= Selected excerpt =
• • • • • • •
Skip to main content

History and Objectives

Goal of the Psychiatric Biomarkers Network

Finding robust, replicable, and measurable biological markers for better diagnosis, treatment and support of clinical trials for schizophrenia and bipolar spectrum disorders

SSBC Timeline

Establishment of the SSBC

Schizophrenia and bipolar spectrum disorders are serious mental illnesses that together affect approximately 4% of the population. These disorders often emerge in adolescence or young adulthood and affect education, social functioning and transition into independence.

Schizophrenia and bipolar disorder are categorized as two distinct diagnoses in the main guide for mental health providers (DSM-5) even though they are overlapping in key aspects across symptoms, underlying genetics and responses to antipsychotic drugs. This overlap presents an enormous challenge to clinical treatment and even more so to the development of new therapeutics, as clinical trials based on the current diagnoses have a very high failure rate, most likely the result of undetected mixing of individuals with distinct underlying biology.
• • • • • • •
[Data excerpts]

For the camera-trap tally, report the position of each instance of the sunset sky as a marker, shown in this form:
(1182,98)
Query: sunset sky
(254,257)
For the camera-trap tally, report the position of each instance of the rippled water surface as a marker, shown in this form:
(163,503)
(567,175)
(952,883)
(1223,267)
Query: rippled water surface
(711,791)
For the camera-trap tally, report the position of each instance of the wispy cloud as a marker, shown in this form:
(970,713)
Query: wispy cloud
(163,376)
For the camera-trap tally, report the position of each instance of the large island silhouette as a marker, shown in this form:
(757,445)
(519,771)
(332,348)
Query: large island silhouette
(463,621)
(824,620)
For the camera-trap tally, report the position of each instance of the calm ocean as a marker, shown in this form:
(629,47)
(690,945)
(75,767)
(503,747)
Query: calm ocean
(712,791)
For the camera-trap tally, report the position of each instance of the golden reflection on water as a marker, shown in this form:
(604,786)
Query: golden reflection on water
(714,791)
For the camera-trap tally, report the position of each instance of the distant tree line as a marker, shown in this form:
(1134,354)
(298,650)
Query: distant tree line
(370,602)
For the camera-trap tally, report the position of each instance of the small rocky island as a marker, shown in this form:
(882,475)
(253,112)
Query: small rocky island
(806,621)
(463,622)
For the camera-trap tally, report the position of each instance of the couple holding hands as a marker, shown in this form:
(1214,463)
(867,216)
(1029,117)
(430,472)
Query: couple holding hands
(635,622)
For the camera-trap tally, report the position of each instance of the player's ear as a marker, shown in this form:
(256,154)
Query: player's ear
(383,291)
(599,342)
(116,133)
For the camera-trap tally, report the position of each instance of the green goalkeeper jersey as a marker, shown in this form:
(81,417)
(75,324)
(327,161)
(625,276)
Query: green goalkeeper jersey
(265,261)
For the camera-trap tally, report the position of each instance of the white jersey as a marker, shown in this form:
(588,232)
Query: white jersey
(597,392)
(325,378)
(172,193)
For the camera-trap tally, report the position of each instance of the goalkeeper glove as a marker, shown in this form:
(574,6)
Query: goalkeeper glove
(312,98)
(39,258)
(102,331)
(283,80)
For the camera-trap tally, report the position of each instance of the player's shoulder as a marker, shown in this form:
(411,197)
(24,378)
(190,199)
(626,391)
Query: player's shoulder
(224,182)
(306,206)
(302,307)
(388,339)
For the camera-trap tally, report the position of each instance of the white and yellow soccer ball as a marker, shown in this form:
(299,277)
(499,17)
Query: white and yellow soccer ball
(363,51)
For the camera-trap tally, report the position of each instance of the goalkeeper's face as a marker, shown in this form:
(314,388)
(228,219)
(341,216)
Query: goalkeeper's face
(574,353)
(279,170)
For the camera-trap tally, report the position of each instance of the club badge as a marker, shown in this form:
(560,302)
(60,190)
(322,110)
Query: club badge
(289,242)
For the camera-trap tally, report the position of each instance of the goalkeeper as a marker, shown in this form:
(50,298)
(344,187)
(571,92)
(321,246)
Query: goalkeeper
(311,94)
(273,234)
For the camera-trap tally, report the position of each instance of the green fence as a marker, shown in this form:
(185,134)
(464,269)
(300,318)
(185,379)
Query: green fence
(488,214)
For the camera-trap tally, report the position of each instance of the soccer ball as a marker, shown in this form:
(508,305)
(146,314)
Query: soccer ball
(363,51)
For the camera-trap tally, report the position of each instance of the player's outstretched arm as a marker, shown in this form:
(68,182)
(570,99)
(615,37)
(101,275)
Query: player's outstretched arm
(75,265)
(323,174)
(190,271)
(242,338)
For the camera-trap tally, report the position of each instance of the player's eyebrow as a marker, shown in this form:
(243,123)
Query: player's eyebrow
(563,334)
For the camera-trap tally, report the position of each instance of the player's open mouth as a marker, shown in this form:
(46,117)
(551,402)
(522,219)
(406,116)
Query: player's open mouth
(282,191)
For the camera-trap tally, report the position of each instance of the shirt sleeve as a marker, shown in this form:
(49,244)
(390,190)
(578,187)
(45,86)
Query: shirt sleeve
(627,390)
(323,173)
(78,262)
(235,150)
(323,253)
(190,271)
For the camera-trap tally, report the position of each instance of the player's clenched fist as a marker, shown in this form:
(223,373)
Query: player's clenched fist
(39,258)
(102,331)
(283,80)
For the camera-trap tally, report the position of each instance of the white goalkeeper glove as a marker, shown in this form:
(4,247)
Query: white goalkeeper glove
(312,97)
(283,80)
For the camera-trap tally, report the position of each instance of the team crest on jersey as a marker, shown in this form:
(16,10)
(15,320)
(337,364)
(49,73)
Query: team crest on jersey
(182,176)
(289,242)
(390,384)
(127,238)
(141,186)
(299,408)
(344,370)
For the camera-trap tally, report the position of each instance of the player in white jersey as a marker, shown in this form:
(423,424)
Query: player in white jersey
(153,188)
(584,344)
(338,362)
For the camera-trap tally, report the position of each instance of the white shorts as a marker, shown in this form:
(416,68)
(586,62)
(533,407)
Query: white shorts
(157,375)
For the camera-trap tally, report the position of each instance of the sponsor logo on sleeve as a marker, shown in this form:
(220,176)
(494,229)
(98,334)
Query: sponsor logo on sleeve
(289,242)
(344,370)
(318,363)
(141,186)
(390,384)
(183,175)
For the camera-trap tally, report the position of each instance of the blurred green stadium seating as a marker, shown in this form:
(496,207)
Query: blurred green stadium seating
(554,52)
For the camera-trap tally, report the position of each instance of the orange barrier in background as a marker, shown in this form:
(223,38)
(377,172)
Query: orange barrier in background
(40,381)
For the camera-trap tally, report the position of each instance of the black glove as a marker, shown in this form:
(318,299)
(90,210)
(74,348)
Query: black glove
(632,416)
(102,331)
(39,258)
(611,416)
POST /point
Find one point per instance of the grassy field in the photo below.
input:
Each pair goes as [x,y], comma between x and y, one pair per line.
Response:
• • • • • • •
= Questions =
• a. According to the History and Objectives text, what share of the population do schizophrenia and bipolar spectrum disorders together affect?
• b. List every key aspect in which the History and Objectives text says schizophrenia and bipolar disorder overlap.
• c. Reproduce the History and Objectives text between "Establishment of the" and "transition into independence.", inclusive.

= Solutions to the exercise =
• a. Approximately 4% of the population.

• b. Symptoms, underlying genetics, and responses to antipsychotic drugs.

• c.
Establishment of the SSBC

Schizophrenia and bipolar spectrum disorders are serious mental illnesses that together affect approximately 4% of the population. These disorders often emerge in adolescence or young adulthood and affect education, social functioning and transition into independence.